* [What this task involves]: Please print every one of the records below again, word for word and unchanged.

* [Data lines]:
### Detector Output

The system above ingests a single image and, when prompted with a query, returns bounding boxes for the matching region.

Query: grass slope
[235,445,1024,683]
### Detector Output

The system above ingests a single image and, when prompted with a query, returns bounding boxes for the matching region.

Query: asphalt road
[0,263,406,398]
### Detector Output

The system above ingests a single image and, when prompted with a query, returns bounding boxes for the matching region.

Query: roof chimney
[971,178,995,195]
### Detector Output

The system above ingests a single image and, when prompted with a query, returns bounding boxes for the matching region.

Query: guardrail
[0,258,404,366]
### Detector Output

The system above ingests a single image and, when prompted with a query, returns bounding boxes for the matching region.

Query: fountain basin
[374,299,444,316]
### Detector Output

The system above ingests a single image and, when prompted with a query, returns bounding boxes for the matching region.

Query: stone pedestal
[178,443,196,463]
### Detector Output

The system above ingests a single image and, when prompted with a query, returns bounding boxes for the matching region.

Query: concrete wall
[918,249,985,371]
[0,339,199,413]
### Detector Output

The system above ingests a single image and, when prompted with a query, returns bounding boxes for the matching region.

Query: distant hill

* [Solution]:
### Detector Output

The system above ingests a single image and, when prompted with a query, returns bounding boxes for the matching region.

Query: grass slope
[235,445,1024,683]
### Detector Output

The system above ingests a single image and, when prompted with a query, returns bounding boxes for the matching region.

Query: asphalt road
[0,263,406,398]
### Detector Output

The system above ingests a single image and, when prompted with a query, returns bounding boxes for the matching region.

Query: roof chimney
[971,178,995,195]
### Detector Output

The system above ingests a single image and, when prompted with a query, returns bounding boxes for the matching region.

Query: guardrail
[0,258,404,366]
### Detector Output

The system above ingests a single image and, when prompted with a query, returns bounding boxes for the matching region.

Query: fountain basin
[374,299,444,316]
### Detector Output

The system above ingests a single image and, when prompted with a query, returns bounding boxes for the matching region.

Query: stone pedestal
[178,443,196,463]
### Detector Output

The system above ingests a single image and, when prompted with a query, returns bounding boxes for the matching region.

Query: concrete wall
[918,249,985,371]
[0,339,199,413]
### Detector Output

The system above ingests a single image and, when prompted with a query, returns bounding boxes for the matching region.

Query: distant hill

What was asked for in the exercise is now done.